Passage to read
──────

Rachid El Morabity has won the Marathon des Sables nine times, an extraordinary accomplishment which in most other ultra-marathon races would see him stand alone as their greatest-ever competitor.
And yet in the brutal, six-day 250km race across the Saharan Desert, El Morabity has only won the second-most titles.
Over the course of the past decade, he has hunted down the record for the most titles held by his friend Lahcen Ahansal, whose ten victories stand as the most by an individual.
Now just one win away from matching a record which seemed impossible to repeat, El-Morabity exclusively talks to RUN247 about the upcoming Marathon des Sables as he attempts to make history.
Aiming for Ahansal
Between 1997 and 2007, Ahansal won nine out of ten Marathon des Sables. The only one he didn’t win, in 1998, was won by his brother Mohamad, who himself has won five titles.
Such was the dominance of the Ahansal brothers, it wasn’t until 2011 when someone other than Lahcen and Mohamad won the race following the former’s breakthrough victory – El Morabity.
El Morabity hails from the same town as the Ahansal’s, Zagora in Morocco. He knows them well, and even won his first title in 2011 wearing a pair of Mohamad’s shoes and backpack.
“He won 10 times the Marathon des Sables,” El-Morabity has said in the past on his admiration for Lahcen Ahansal. “It’s a masterstroke, a model to follow.”

──────

Data segment

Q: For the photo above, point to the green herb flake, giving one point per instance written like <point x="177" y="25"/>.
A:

──────

What you will do
1) Using the article on Rachid El Morabity, decide whether each statement agrees with it: (a) El Morabity won his first title in 2011 wearing Mohamad Ahansal's shoes and backpack; (b) Lahcen Ahansal won every Marathon des Sables held between 1997 and 2007; (c) El Morabity comes from a different town than the Ahansal brothers. Answer yes or no for each and quote the deciding words of the article.
2) Resume the article on Rachid El Morabity and the Marathon des Sables after its final sentence.
The material has nothing to do with the article on Rachid El Morabity.

Per-task outputs
1)
(a) Yes: "even won his first title in 2011 wearing a pair of Mohamad’s shoes and backpack."
(b) No: "The only one he didn’t win, in 1998, was won by his brother Mohamad"
(c) No: "El Morabity hails from the same town as the Ahansal’s, Zagora in Morocco."

2)
And he has followed it superbly. Over the course of the past decade, El Morabity has emerged from Lahcen Ahansal’s shadow to dominate the race, and now stands within touching distance of a record previously thought unbeatable.
“He [Ahansal] is family,” El-Morabity told RUN247. “It’s thanks to him that I took part in my first Marathon des Sables, he opened the doors to great events all over the world.
“Family remains the most important thing, but when we are in competition it is something else. We are sportsmen.”
Indeed, if it wasn’t for bad luck the record may well be El Morabity’s already. In 2012, he pulled up injured only 1km from the finish, while the 2020 edition was cancelled due to the coronavirus pandemic. If he had won both of those races, he would already be on 11, and the discussion would be on just how far he could extend the record.
But one thing is for certain – he has his eyes firmly set on the record-equaling tenth title at the 2023 race – and beyond.
“It proves that every goal we set is achievable,” El Morabity said.
“To achieve your dreams, you have to give yourself the means – nothing is impossible.
“I realised when I started chaining victories [he could equal the record]. I said to myself I can do it.
“If I equal the record this year, my goal in 2024 will be to win it for the 11th time.”
But has time ran out for Rachid El Morabity to equal Ahansal’s record?
For as long as he has dominated the race, he, like Ahansal, has had to contend with an all-too familiar opponent pushing him to the end – his brother.
On five occasions, Mohamed El Morabity has finished runner-up to his brother, in 2017, 2018, 2019, 2021 and 2022. Likewise, Mohamad Ahansal, Lahcen’s brother, has continuously pushed his brother.
When asked whether he and his brother were teammates or rivals, Rachid El-Morabity was clear.
“We are both,” he explained “That helps us excel. But it doesn’t prevent us from supporting one another in difficult times.
“The story of the Ahansal brothers inspires us all,” Mohamed explained a few years ago. “But I do not want to project too fast. I am here to learn and gain experience.
“I am still very far from the level of my brother who always gives me valuable advice.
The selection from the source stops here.